Data extract ->
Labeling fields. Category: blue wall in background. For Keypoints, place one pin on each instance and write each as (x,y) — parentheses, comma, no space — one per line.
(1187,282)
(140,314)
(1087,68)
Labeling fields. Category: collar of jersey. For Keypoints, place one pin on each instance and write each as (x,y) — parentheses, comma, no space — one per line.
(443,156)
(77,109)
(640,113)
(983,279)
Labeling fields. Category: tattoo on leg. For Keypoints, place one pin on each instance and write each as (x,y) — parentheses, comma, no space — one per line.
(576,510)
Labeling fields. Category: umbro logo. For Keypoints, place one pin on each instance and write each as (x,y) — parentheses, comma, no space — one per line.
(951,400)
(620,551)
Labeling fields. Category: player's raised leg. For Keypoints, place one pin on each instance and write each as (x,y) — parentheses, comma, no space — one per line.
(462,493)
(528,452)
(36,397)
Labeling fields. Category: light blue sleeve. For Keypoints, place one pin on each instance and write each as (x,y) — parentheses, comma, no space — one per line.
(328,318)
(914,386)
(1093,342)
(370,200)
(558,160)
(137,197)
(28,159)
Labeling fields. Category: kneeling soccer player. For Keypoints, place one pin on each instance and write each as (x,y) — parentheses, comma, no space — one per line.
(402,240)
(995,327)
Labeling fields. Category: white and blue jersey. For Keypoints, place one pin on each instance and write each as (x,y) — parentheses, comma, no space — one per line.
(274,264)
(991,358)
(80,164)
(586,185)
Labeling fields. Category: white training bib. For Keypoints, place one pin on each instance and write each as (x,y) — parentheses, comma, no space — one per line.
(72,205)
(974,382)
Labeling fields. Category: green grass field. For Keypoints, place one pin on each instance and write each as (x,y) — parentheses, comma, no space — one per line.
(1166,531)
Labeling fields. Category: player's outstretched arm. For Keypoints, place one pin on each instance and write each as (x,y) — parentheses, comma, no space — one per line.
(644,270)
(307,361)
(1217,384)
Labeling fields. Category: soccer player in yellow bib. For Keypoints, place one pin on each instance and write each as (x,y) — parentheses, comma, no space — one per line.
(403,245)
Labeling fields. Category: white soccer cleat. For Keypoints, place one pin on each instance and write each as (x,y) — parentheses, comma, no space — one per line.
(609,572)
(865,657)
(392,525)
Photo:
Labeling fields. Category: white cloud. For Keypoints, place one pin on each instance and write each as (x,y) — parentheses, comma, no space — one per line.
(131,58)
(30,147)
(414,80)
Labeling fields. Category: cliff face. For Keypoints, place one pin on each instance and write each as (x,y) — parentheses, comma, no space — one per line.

What to do -> Swap "soccer cleat" for "soccer boot" in the stretch from the line containing "Labeling fields. Category: soccer" through the end of the listing, and write out only that stretch again with everything else unchanged.

Response to the exercise ->
Labeling fields. Category: soccer player in yellow bib. For Keypoints, place one pin on each instance and write each as (x,y) — parentheses, comma, no space — one per line.
(403,245)
Labeling fields. Category: white soccer boot. For Keypoints, place one pin on each instance and write each as (x,y) — parentheses, comma, no space — one per line.
(609,572)
(865,657)
(392,525)
Photo:
Labeling fields. Category: white cloud. For Keypoints, place one pin on each instance and write each as (x,y) — parentheses, comma, no space — one per line.
(131,58)
(30,147)
(414,80)
Labeling fields. Category: cliff face. For Keypoints, place one pin on each instance and write each as (x,y) — parentheses, comma, no space — one per line.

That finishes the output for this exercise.